> DATA ROWS
-=-=-=-=-
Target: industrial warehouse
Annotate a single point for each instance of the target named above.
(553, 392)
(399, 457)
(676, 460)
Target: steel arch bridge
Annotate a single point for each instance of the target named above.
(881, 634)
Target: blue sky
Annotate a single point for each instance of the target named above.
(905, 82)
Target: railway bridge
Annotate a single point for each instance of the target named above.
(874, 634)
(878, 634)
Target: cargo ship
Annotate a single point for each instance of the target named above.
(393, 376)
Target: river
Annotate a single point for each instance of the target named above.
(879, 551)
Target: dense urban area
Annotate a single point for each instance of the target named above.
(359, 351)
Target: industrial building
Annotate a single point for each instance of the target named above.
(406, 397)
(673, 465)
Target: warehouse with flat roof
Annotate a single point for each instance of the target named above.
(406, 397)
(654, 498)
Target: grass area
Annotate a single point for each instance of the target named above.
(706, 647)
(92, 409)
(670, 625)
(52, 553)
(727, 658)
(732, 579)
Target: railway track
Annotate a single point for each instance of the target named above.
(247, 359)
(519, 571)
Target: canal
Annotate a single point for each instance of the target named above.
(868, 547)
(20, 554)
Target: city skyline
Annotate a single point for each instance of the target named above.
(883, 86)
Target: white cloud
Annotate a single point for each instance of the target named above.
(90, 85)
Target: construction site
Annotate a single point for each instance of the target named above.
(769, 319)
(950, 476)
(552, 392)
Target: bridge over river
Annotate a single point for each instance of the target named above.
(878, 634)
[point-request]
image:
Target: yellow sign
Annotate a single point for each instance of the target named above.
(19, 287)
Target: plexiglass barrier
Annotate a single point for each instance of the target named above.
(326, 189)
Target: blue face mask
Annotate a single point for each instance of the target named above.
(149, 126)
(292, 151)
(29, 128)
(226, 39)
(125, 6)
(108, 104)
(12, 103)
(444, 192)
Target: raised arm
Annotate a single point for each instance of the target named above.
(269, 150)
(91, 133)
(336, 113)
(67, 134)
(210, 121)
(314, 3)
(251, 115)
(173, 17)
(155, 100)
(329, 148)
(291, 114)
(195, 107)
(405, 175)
-=-=-=-=-
Reproduce all of the rows above without any changes.

> FULL RESPONSE
Target: industrial warehouse
Annotate a single point for each instance of the target named above.
(553, 392)
(399, 457)
(676, 460)
Target: steel arch bridge
Annotate a single point for each instance of the target named above.
(881, 634)
Target: blue sky
Annotate a single point for each instance of the target named above.
(905, 82)
Target: railway bridge
Annotate a single point for each instance of the target named above.
(874, 634)
(878, 634)
Target: cargo ship
Annotate a single point for each instance of the target named above.
(393, 376)
Target: river
Annotate a single point for each instance of the target named above.
(879, 551)
Target: dense urban area
Annotate a single point for each instance of the target named above.
(359, 351)
Target: industrial building
Annotate a single point for each instance of the target named above.
(406, 397)
(673, 465)
Target: warehouse with flat roof
Annotate a single point for each instance of the target named above.
(406, 397)
(654, 498)
Target: grass area
Annotate a single point for each instance of the target named above.
(706, 647)
(92, 409)
(670, 625)
(52, 553)
(727, 658)
(732, 579)
Target: railway track
Annotate a single point for each instance of the target named above.
(247, 359)
(519, 571)
Target: canal
Annotate a single point for each instance of the target named above.
(868, 547)
(20, 554)
Target: city skyline
Annotate a single point for each instance of the target named above.
(883, 86)
Target: white cloud
Annotate a single point for each instance of the target named above.
(90, 85)
Target: construction site
Annotate a single point for each instance of the target named above.
(769, 319)
(950, 476)
(552, 392)
Target: bridge over river
Annotate a single point for each instance of the target named above.
(878, 634)
[point-request]
image:
Target: yellow sign
Annotate a single point for each instance of the target named above.
(19, 287)
Target: plexiglass barrier
Annotate a single point for each instance of the target named above.
(326, 189)
Target: blue face mask
Annotate a single point for each instance of the target named above.
(149, 126)
(292, 151)
(29, 128)
(226, 39)
(125, 6)
(108, 104)
(12, 103)
(444, 192)
Target: raised arm
Annotate a single point for each instance of the target named above.
(269, 150)
(91, 133)
(336, 113)
(67, 134)
(210, 121)
(314, 3)
(251, 115)
(173, 17)
(155, 100)
(329, 148)
(291, 114)
(195, 107)
(405, 175)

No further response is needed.